[Textauszug]
Und neue Lehrer bräuchten wir auch, unsere sind schon eingestaubt und teilweise unfähig ... wobei nicht beides gleichzeitig zutreffen muss, unser Physiklehrer ist zwar relativ alt, aber ein super Lehrer, dafür ist unser Mathelehrer einfach nur schlecht und unhöflich ...


----------



## EspCap (5. Juni 2011)

Magogan schrieb:


> Was wir mal bräuchten, wäre neue CAS-Rechner, unsere sind noch von 2002 und ziemlich lahm



Oh ja! Wir haben auch so Dinger die für eine halbwegs komplexe Integralrechnung locker 2-3 Minuten brauchen. Wenn man dann merkt, dass man sich vertippt hat, hat man schon ein ziemliches Problem. Dabei müssen wir die Dinger selber kaufen und billig sind sie auch nicht. Die G8er, die bei uns im Jahrgang sind (Doppeljahrgang) haben teilweise einen deutlich schnelleren Casio und teilweise so ein Ding von Texas Instruments das Sachen kann, von denen wir nur träumen können (je nach Kurs - anscheinend haben die damals alle andere bestellt). Trotzdem müssen wir natürlich alle mit unseren Taschenrechnern die Arbeiten und das Abi schreiben. Yay!


----------



## Razyl (5. Juni 2011)

Ein wunderbares Beispiel, dass erneut zeigt, dass Deutschland vielleicht doch etwas mehr Geld in die Bildung investieren sollte. Vor allem benötigt es endlich eine bundesweite Schulreform... *seufz*


----------



## Magogan (5. Juni 2011)

Bei uns haben alle Schüler die gleichen Rechner, wir sind aber auch nur ca. 60 Zwölftklässler ... Im Abi ging es aber ganz gut, habe erst vor ein paar Wochen geschrieben, also der CAS hat dort nicht so lange gebraucht - dafür war es in einigen Kontrollen wiederum extrem, wie lange man auf das Ergebnis warten musste ... aber bei uns wird gerade fast jede Schule umgebaut bzw. der Umbau ist schon abgeschlossen - wir haben erst kürzlich eine neue Turnhalle bekommen und die Realschüler bekommen auch einen Anbau an das alte Schulgebäude. Aber wenn man in anderen Städten mal guckt, sieht es halt schlimmer aus, siehe Video im Eröffnungspost


----------



## tempörum (5. Juni 2011)

[Zu erledigen] Schreiben Sie aus dem Textauszug den Abschnitt von „Ein wunderbares Beispiel, dass“ bis „Magogan (5. Juni 2011)“ wortgetreu ab. Die Datensätze stammen aus einer anderen Quelle als der Textauszug.

[Angezeigte Informationen]
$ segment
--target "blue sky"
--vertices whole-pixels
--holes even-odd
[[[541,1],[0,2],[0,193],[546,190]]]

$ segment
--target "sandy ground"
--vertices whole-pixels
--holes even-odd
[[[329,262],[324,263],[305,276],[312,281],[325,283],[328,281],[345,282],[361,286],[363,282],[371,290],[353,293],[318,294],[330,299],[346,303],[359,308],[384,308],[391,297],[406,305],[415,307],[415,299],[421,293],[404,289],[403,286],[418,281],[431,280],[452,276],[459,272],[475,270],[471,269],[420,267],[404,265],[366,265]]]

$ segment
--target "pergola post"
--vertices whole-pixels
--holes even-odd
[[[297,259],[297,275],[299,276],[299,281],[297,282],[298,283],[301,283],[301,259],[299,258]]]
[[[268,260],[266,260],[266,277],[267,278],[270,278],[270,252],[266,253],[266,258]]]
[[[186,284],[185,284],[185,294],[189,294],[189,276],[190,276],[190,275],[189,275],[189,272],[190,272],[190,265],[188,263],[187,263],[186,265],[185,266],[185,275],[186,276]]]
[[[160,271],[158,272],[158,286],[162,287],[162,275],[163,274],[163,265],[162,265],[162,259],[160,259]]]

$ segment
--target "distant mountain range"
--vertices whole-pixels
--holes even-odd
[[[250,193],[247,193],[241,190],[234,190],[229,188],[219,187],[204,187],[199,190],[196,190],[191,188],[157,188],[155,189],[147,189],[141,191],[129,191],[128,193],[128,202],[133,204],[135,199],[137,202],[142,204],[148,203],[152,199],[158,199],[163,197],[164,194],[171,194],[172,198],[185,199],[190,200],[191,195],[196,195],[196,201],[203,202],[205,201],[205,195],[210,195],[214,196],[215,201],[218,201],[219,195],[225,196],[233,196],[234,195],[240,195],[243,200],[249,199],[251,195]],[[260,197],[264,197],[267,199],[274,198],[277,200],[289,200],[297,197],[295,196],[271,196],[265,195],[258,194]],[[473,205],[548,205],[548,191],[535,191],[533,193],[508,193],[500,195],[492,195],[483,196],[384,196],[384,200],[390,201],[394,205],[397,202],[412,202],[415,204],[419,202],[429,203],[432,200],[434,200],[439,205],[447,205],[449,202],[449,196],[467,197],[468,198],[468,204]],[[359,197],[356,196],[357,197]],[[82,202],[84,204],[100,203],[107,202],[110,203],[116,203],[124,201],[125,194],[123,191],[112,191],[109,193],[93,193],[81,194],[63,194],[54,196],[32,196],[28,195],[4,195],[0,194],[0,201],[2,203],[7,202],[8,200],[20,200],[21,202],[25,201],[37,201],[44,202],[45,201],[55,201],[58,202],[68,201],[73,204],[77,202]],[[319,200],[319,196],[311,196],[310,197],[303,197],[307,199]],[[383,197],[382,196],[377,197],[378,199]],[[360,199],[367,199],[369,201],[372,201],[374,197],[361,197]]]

[Antwort]
Ein wunderbares Beispiel, dass erneut zeigt, dass Deutschland vielleicht doch etwas mehr Geld in die Bildung investieren sollte. Vor allem benötigt es endlich eine bundesweite Schulreform... *seufz*


----------



## Magogan (5. Juni 2011)